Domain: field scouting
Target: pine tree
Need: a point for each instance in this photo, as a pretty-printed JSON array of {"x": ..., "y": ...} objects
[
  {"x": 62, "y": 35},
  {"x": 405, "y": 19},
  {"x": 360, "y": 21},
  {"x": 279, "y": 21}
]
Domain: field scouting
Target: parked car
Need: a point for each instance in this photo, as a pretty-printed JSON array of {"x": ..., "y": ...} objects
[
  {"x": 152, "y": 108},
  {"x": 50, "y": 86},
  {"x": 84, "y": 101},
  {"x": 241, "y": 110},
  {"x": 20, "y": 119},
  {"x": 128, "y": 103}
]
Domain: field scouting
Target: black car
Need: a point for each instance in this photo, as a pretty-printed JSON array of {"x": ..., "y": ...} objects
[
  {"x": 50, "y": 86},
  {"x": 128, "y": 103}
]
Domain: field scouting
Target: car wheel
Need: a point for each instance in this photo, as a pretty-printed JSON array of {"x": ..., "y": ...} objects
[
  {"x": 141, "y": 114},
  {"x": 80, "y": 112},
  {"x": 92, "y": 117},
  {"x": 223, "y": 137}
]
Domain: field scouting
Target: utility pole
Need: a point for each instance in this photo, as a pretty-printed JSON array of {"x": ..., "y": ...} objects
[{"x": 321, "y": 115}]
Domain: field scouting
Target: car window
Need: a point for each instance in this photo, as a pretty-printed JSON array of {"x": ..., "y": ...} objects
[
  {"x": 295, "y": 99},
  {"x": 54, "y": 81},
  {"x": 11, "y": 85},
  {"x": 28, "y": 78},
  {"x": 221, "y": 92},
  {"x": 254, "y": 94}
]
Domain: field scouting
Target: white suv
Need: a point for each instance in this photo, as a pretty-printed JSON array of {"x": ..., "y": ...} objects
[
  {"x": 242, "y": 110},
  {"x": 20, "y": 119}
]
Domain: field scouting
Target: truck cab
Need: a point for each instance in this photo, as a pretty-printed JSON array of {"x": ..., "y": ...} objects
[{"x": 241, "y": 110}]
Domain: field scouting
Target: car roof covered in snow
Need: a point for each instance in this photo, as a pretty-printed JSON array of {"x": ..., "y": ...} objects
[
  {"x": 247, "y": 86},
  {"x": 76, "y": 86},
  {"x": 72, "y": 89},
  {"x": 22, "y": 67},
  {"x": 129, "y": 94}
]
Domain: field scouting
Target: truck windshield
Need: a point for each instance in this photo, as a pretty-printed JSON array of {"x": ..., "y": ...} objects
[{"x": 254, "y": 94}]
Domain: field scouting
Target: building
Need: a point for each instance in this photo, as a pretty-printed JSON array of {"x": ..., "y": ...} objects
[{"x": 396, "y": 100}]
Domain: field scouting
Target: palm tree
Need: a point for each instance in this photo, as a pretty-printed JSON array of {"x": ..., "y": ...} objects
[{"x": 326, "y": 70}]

Written instruction: Copy every record above exactly as it appears.

Output of the exercise:
Domain: field scouting
Target: pine tree
Need: a point for each instance in this photo, as a pretty-printed JSON array of {"x": ..., "y": ...} objects
[
  {"x": 62, "y": 35},
  {"x": 405, "y": 19},
  {"x": 360, "y": 21},
  {"x": 279, "y": 21}
]
Domain: field scouting
Target: parked car
Need: a point for each instance in this photo, as a pretty-printed JSON array of {"x": ..., "y": ...} objects
[
  {"x": 152, "y": 108},
  {"x": 50, "y": 86},
  {"x": 84, "y": 101},
  {"x": 241, "y": 110},
  {"x": 20, "y": 119},
  {"x": 128, "y": 103}
]
Domain: field scouting
Target: black car
Need: a point for each instance in this photo, as a pretty-printed JSON array of {"x": ..., "y": ...} objects
[
  {"x": 50, "y": 86},
  {"x": 128, "y": 103}
]
Domain: field scouting
Target: car wheel
Need: a point for each instance in this photo, as a pretty-printed JSON array of {"x": ..., "y": ...} objects
[
  {"x": 141, "y": 114},
  {"x": 80, "y": 112},
  {"x": 92, "y": 117},
  {"x": 223, "y": 137}
]
Domain: field scouting
Target: utility pole
Need: a point for each instance in this photo, as a pretty-printed JSON array of {"x": ..., "y": ...} objects
[{"x": 321, "y": 115}]
Domain: field scouting
Target: car window
Need: a point for each instance in this photo, as a pretty-printed JSON array of {"x": ..., "y": ...} objects
[
  {"x": 295, "y": 99},
  {"x": 54, "y": 81},
  {"x": 11, "y": 85},
  {"x": 28, "y": 78},
  {"x": 221, "y": 92},
  {"x": 254, "y": 94}
]
Domain: field scouting
Target: white suv
Need: a point for each instance in this photo, as a pretty-printed JSON array of {"x": ..., "y": ...} objects
[
  {"x": 242, "y": 110},
  {"x": 20, "y": 119}
]
Domain: field scouting
Target: truck cab
Need: a point for each instance in this photo, as a pretty-printed JSON array of {"x": ..., "y": ...} objects
[{"x": 241, "y": 110}]
Domain: field scouting
Target: car roof covered in snow
Need: a point for each instance in this photo, as a pretty-printed JSON array of {"x": ..., "y": ...} objects
[
  {"x": 247, "y": 86},
  {"x": 76, "y": 86},
  {"x": 72, "y": 89},
  {"x": 22, "y": 67},
  {"x": 129, "y": 94}
]
Domain: field scouting
Target: truck windshield
Need: a point for each instance in this photo, as a pretty-printed JSON array of {"x": ..., "y": ...} objects
[{"x": 254, "y": 94}]
Domain: field scouting
Target: building
Need: a point for each instance in this photo, as a pretty-printed JSON array of {"x": ..., "y": ...} objects
[{"x": 396, "y": 100}]
Domain: field scouting
Target: palm tree
Need: a point for each instance in this photo, as a pretty-printed JSON array of {"x": ..., "y": ...} objects
[{"x": 326, "y": 70}]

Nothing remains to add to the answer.